──────── Source material
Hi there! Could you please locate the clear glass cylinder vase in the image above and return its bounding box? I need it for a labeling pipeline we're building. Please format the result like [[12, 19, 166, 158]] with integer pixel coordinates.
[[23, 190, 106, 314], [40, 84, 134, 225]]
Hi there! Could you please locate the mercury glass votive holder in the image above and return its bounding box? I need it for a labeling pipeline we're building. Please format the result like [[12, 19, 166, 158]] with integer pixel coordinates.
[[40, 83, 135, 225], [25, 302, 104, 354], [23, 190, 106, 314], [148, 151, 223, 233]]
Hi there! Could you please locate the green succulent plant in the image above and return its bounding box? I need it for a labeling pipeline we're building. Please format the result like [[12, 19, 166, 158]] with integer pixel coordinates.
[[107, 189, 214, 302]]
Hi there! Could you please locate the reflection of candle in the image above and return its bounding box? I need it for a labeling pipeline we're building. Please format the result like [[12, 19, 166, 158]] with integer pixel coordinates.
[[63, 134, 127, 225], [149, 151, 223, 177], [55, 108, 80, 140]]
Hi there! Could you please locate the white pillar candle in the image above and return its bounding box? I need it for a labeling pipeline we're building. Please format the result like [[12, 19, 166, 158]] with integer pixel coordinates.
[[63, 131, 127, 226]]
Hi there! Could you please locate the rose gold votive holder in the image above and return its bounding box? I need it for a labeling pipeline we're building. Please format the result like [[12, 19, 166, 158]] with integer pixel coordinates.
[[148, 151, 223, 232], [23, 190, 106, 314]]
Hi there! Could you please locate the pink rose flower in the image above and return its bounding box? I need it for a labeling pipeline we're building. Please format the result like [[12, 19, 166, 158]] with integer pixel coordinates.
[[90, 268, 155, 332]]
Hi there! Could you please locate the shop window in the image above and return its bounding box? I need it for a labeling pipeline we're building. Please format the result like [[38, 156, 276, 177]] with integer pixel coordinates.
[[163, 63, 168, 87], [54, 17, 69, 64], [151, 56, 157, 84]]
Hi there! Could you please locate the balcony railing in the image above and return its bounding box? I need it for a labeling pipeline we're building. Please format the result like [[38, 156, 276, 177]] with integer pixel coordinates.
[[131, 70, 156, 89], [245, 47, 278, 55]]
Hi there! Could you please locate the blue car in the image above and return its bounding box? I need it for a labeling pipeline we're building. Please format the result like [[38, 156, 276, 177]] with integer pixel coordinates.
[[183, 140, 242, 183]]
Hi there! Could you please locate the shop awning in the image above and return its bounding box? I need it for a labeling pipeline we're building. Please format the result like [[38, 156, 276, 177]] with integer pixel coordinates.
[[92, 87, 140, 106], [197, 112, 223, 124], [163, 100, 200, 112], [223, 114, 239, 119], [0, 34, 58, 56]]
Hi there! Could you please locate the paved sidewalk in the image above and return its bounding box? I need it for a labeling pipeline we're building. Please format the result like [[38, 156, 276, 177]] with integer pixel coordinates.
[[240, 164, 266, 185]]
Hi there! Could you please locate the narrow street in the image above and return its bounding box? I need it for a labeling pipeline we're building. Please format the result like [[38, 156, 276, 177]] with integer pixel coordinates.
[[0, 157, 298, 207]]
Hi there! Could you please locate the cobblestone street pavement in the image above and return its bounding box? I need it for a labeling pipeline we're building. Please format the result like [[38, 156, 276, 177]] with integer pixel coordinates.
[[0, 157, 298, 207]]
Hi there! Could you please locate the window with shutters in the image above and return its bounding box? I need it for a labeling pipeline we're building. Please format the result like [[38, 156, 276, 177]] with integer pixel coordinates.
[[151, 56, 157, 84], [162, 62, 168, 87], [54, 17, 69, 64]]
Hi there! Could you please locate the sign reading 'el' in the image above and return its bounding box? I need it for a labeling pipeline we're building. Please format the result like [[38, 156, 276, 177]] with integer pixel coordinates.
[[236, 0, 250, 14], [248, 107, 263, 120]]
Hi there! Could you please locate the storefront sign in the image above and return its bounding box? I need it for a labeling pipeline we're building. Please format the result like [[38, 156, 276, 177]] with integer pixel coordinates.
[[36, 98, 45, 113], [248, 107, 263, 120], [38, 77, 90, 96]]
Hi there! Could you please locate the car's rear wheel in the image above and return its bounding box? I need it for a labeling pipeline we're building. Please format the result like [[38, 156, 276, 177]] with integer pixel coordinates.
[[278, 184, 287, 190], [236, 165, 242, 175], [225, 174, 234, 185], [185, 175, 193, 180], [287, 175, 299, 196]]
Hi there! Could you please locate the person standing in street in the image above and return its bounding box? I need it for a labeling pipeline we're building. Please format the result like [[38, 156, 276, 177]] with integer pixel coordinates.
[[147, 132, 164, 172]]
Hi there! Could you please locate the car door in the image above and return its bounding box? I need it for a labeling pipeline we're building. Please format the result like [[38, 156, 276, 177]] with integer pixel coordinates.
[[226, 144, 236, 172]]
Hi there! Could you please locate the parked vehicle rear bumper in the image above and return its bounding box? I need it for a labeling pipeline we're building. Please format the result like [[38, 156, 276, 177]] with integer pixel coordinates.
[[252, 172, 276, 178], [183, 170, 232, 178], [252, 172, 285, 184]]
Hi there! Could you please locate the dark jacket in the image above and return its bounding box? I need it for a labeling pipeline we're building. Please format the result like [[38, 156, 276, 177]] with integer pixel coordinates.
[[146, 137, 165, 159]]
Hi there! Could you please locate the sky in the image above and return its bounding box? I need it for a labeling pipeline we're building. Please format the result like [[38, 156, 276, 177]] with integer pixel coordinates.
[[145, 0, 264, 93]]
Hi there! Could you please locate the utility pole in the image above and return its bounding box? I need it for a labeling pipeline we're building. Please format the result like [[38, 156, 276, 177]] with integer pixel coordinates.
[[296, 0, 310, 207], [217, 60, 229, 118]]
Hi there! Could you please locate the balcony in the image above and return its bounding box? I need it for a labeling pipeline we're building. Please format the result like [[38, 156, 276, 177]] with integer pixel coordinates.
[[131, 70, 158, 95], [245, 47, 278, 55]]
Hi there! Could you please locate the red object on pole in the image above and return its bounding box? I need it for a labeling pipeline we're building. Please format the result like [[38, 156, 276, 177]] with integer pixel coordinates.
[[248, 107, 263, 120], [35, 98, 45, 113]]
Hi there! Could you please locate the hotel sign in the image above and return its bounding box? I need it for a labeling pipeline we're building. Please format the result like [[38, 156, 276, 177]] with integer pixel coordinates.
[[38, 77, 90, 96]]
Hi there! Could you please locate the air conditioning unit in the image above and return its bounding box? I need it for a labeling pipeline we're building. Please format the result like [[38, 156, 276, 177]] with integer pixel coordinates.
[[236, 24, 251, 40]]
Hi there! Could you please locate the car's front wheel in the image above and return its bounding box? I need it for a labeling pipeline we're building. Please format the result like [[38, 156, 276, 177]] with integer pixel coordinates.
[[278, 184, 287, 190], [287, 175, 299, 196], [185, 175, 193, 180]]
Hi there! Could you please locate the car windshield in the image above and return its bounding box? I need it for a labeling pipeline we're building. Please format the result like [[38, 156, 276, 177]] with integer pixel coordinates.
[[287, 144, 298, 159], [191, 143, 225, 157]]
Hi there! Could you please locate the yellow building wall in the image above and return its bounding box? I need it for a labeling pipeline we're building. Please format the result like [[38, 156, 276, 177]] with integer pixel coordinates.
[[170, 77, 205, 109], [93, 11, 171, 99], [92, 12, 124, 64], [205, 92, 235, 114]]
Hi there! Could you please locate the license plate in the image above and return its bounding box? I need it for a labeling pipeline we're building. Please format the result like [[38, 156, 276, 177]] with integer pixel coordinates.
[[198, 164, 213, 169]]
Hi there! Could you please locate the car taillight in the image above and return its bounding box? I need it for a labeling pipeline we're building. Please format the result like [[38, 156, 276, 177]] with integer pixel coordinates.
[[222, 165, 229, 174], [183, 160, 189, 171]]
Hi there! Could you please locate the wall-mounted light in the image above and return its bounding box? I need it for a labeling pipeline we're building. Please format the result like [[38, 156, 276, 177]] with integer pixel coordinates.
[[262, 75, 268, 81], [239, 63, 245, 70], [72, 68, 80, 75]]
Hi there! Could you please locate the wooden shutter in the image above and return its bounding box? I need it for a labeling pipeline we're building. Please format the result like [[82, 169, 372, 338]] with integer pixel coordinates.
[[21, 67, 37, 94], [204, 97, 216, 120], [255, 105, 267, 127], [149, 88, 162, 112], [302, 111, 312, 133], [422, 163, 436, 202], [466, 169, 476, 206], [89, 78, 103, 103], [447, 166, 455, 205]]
────────────────
──────── Source material
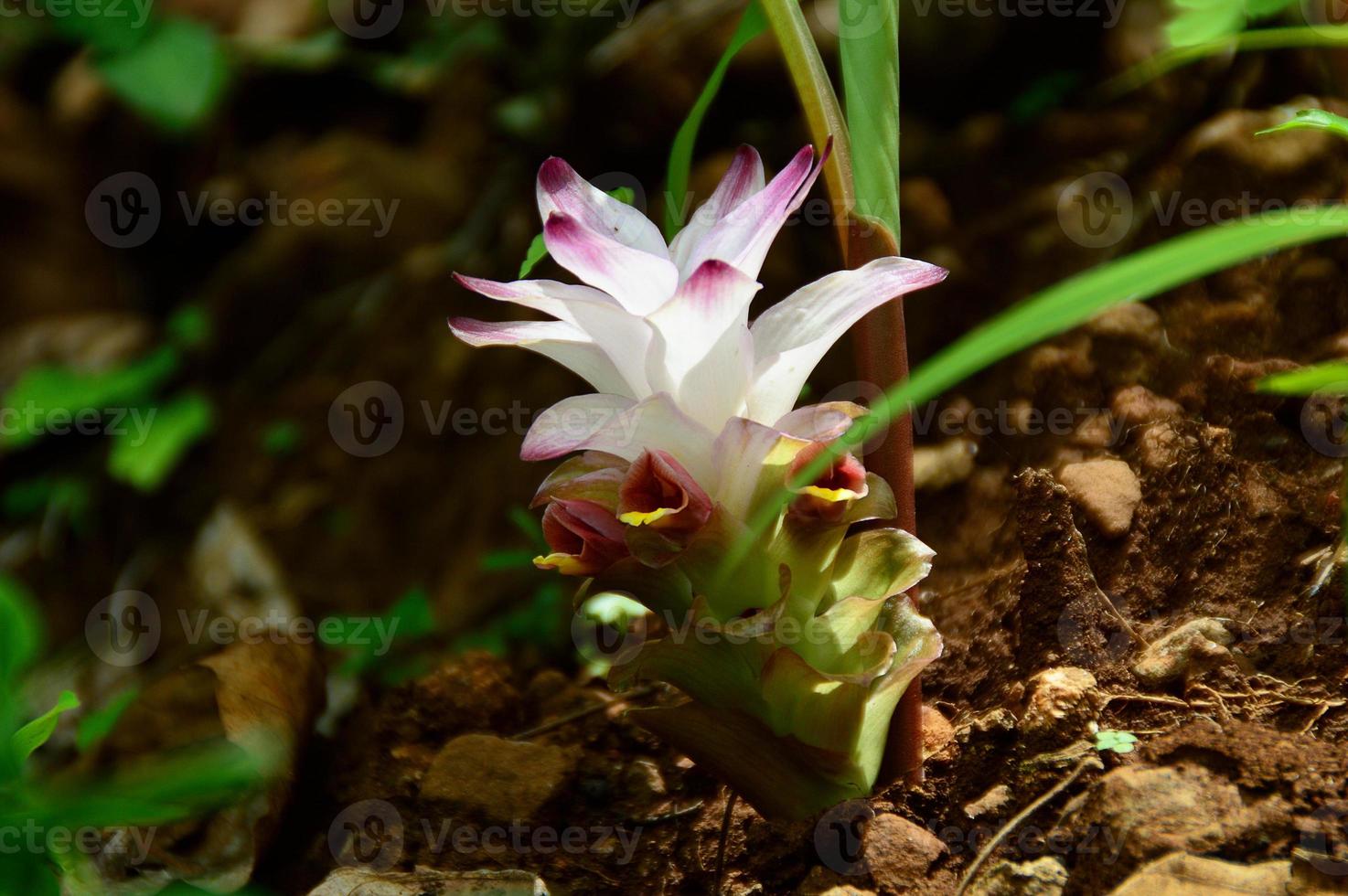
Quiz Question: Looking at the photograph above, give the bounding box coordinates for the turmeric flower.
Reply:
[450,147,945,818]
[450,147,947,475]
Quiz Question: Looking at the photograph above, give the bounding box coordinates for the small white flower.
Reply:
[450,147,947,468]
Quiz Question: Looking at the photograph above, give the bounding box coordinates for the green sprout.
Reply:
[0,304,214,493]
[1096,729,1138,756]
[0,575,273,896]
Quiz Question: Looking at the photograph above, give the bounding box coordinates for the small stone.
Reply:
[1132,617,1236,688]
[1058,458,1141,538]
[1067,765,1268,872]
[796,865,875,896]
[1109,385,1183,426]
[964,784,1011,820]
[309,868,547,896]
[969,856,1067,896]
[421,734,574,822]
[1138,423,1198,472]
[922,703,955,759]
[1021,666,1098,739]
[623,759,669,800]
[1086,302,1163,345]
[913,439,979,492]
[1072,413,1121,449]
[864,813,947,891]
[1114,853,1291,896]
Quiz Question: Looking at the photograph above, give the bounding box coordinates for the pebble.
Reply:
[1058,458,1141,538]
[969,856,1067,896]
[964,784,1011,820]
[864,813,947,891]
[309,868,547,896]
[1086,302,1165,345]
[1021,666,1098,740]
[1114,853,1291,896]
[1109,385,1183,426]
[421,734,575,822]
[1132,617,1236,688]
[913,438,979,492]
────────────────
Required work — Extract the lines from the one containing "Hi there! Could you please locate the white" through the one containing "[[63, 131, 127, 226]]", and copy them unchanged.

Reply —
Hi there! Could you please locate the white pillar candle in the image above and return its bounding box? I need it for a labeling pipeline we're building. Please format the result like [[12, 19, 166, 158]] with integer pixel coordinates.
[[63, 131, 127, 226]]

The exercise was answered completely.